(Exercise details) Reproduce each line of the entries below without changing anything.

--- Start Extracted data ---

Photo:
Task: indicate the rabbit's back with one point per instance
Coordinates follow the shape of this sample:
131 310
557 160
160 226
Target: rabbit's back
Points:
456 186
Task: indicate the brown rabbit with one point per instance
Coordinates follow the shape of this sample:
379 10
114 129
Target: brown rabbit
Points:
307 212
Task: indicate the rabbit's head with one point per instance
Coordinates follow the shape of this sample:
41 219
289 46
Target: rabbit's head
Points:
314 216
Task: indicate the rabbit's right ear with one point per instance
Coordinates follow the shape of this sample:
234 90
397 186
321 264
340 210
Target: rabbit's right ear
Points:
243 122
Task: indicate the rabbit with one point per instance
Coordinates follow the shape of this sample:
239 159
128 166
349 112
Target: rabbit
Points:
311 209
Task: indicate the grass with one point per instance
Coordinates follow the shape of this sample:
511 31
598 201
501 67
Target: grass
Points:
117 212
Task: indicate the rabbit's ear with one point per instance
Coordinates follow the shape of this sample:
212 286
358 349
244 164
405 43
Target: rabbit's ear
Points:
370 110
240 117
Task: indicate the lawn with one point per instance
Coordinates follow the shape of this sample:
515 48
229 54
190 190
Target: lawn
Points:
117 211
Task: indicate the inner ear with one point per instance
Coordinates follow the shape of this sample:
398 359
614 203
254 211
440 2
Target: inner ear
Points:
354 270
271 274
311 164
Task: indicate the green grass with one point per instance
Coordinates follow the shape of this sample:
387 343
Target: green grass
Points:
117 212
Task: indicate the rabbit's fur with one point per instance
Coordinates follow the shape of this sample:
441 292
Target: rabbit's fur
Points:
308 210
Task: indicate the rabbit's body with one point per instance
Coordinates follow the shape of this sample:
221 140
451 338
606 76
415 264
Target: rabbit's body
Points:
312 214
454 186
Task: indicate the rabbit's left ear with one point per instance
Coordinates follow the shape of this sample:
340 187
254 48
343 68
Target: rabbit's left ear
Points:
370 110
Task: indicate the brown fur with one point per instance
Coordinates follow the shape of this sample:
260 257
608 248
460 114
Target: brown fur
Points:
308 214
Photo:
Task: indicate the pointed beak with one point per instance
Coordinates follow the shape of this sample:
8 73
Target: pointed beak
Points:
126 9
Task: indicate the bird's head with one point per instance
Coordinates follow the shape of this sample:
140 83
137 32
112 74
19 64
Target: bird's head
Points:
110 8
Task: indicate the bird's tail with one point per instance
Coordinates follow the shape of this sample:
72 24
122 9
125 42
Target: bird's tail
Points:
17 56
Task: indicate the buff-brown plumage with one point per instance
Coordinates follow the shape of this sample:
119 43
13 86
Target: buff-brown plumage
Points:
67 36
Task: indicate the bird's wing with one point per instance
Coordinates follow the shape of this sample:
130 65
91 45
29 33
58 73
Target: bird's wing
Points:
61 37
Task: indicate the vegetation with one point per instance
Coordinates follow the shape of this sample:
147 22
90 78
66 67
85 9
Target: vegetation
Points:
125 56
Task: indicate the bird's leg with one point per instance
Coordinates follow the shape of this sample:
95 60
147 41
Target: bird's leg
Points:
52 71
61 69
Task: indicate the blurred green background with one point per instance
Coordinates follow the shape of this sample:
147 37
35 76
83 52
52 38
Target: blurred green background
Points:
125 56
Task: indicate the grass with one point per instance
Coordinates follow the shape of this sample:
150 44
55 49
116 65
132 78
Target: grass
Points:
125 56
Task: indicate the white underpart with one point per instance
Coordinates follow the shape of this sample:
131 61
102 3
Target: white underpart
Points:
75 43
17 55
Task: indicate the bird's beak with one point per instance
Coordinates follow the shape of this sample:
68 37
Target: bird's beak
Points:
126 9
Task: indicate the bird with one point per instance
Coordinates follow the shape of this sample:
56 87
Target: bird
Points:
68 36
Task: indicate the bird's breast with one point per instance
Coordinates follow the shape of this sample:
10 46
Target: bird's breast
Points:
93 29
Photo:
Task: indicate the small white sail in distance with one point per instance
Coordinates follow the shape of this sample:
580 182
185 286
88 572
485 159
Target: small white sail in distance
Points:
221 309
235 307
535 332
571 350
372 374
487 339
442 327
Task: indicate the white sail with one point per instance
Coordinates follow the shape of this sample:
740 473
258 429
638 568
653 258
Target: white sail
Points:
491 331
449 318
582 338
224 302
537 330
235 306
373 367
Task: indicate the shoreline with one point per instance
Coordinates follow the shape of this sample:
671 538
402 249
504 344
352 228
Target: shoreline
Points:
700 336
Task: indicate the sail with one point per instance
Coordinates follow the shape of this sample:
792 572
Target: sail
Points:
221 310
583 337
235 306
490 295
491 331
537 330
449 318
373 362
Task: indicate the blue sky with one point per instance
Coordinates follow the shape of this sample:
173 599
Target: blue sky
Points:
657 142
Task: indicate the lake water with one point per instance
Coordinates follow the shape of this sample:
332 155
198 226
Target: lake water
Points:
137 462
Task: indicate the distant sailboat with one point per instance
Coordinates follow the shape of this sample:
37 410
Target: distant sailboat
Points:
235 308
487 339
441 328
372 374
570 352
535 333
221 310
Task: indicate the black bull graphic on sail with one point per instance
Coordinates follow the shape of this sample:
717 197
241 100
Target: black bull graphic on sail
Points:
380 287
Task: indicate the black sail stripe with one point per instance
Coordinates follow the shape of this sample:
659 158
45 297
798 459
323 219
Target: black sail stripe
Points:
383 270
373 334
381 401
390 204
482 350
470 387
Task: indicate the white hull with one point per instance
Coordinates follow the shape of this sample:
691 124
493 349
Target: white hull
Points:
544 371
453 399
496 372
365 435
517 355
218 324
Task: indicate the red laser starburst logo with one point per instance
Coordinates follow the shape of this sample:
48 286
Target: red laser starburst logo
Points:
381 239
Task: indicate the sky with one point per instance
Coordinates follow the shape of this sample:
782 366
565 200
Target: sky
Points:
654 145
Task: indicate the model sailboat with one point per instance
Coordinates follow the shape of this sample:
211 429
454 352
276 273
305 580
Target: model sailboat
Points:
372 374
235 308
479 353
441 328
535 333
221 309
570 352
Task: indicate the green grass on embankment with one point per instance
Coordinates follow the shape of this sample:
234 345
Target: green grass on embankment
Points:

--- End Extracted data ---

(Result of this exercise)
Photo:
Task: indicate the rabbit's back with one point per instance
Coordinates follow the shape of this sample:
131 310
557 160
160 226
Target: rabbit's back
Points:
456 186
Task: indicate the brown rabbit with one point per instance
Coordinates follow the shape of this sample:
379 10
114 129
Target: brown rabbit
Points:
307 212
Task: indicate the rabbit's head with one point per instance
Coordinates follow the shape of this sample:
41 219
289 46
Target: rabbit's head
Points:
314 216
Task: indicate the rabbit's right ear with one point per instance
Coordinates follow the shape of this sample:
234 90
397 186
321 264
340 210
Target: rabbit's right ear
Points:
243 122
Task: indicate the rabbit with one point per instance
Coordinates follow the shape of this sample:
239 159
128 166
349 112
Target: rabbit
Points:
311 209
Task: indicate the grass with one point per instance
Coordinates follow the shape of this sample:
511 31
598 201
501 67
Target: grass
Points:
117 212
Task: indicate the rabbit's ear with one point per instance
Coordinates follow the shape of this sample:
212 286
358 349
244 164
405 43
Target: rabbit's ear
Points:
370 110
240 117
Task: indicate the lawn with one point per instance
Coordinates follow the shape of this sample:
515 48
229 54
190 190
Target: lawn
Points:
117 211
Task: indicate the inner ear with one point per instance
Coordinates follow the shape of this sample:
398 359
614 203
254 211
440 2
Target: inner ear
Points:
354 270
271 274
311 164
Task: indicate the green grass with one point per instance
Coordinates follow the shape of this sample:
387 343
Target: green grass
Points:
117 212
Task: indicate the rabbit's fur with one point per instance
Coordinates follow the shape of this sample:
441 292
Target: rabbit's fur
Points:
308 210
Task: indicate the rabbit's body with one point per instance
Coordinates follow the shape of this sample:
221 140
451 338
606 76
415 264
Target: rabbit's body
Points:
312 214
454 186
Task: indicate the rabbit's left ear with one point per instance
Coordinates follow the shape of this sample:
340 187
254 48
343 68
Target: rabbit's left ear
Points:
370 110
Task: indicate the brown fur with one point per instance
Coordinates follow the shape of this sample:
260 257
608 248
460 114
Target: brown fur
Points:
308 214
Photo:
Task: indicate the pointed beak with one point per instance
Coordinates follow the shape of this sample:
8 73
Target: pointed beak
Points:
126 9
Task: indicate the bird's head with one point per instance
Coordinates follow the shape of this sample:
140 83
137 32
112 74
19 64
Target: bird's head
Points:
110 8
Task: indicate the bird's tail with one point per instance
Coordinates follow the shape of this sample:
72 24
122 9
125 42
Target: bird's tail
Points:
17 56
Task: indicate the buff-brown plumage with one point per instance
Coordinates follow the shape of this sample:
119 43
13 86
Target: buff-brown plumage
Points:
67 36
Task: indicate the bird's wing with one point per instance
Coordinates follow the shape of this sample:
130 65
91 45
29 33
58 73
Target: bird's wing
Points:
61 37
Task: indicate the vegetation with one point per instance
Coordinates follow the shape of this sample:
147 22
90 78
66 67
85 9
Target: vegetation
Points:
125 56
Task: indicate the bird's leg with one point per instance
Coordinates follow the shape of this sample:
95 60
147 41
Target: bird's leg
Points:
52 71
61 69
Task: indicate the blurred green background with one point per instance
Coordinates follow the shape of this sample:
147 37
35 76
83 52
52 38
Target: blurred green background
Points:
125 56
Task: indicate the grass with one point per instance
Coordinates follow the shape of this sample:
150 44
55 49
116 65
132 78
Target: grass
Points:
125 56
Task: indicate the white underpart with one point per instance
Coordinates follow the shape of this sample:
131 61
102 3
Target: white underpart
Points:
75 43
17 55
Task: indicate the bird's beak with one point per instance
Coordinates follow the shape of this sample:
68 37
Target: bird's beak
Points:
126 9
Task: indicate the bird with one point per instance
Coordinates follow the shape of this sample:
56 87
Target: bird
Points:
68 36
Task: indicate the bird's breast with one point per instance
Coordinates follow the shape of this sample:
10 46
Target: bird's breast
Points:
93 29
Photo:
Task: indicate the small white sail in distance with one point per instance
Coordinates follow the shape of this sample:
580 182
185 286
88 572
485 159
Target: small white sail in distance
Points:
221 309
235 307
535 332
571 350
372 374
487 339
442 327
Task: indicate the white sail with one point per instance
Coordinates follow the shape of this sample:
740 473
258 429
638 568
653 258
Target: white sail
Points:
491 331
449 318
582 338
224 302
537 330
235 306
373 367
Task: indicate the shoreline with one point per instance
Coordinates follow the shape of this sample:
671 538
402 249
504 344
352 228
Target: shoreline
Points:
700 336
Task: indicate the sail with one point per instance
Coordinates follow the shape of this sample:
792 572
Target: sail
Points:
221 310
583 337
235 306
490 295
491 331
537 330
449 318
373 362
Task: indicate the blue sky with one point per instance
Coordinates follow the shape of this sample:
173 599
Target: blue sky
Points:
657 142
Task: indicate the lake water with one point per instance
Coordinates follow the shape of this sample:
332 155
198 226
Target: lake water
Points:
137 462
Task: indicate the distant sailboat with one point per instance
Coordinates follow the shape of this sample:
37 410
Target: distant sailboat
Points:
235 308
487 339
441 328
372 374
570 352
535 333
221 310
Task: indicate the black bull graphic on sail with one point per instance
Coordinates follow the shape of this sample:
717 197
241 100
Target: black bull graphic on sail
Points:
380 287
Task: indicate the black sail stripe with one point per instance
Coordinates follow the shape of this sample:
659 158
45 297
798 459
323 219
Target: black sail stripe
Points:
383 270
373 334
381 401
390 204
482 350
470 387
Task: indicate the white hull with one point per instance
Coordinates follow the shape of this sample:
691 124
493 349
Target: white hull
Points:
544 371
453 399
496 372
365 435
517 355
218 324
Task: indicate the red laser starburst logo with one point per instance
Coordinates follow the shape of this sample:
48 286
Target: red laser starburst logo
Points:
381 239
Task: indicate the sky with one point per instance
Coordinates follow the shape of this sample:
782 366
565 200
Target: sky
Points:
654 145
Task: indicate the model sailboat with one point per instance
Coordinates follow the shape of this sample:
211 429
454 352
276 273
305 580
Target: model sailboat
Points:
372 374
235 308
479 353
441 328
535 333
221 309
570 352
Task: indicate the green grass on embankment with one point per instance
Coordinates follow the shape of this sample:
234 345
Target: green grass on embankment
Points:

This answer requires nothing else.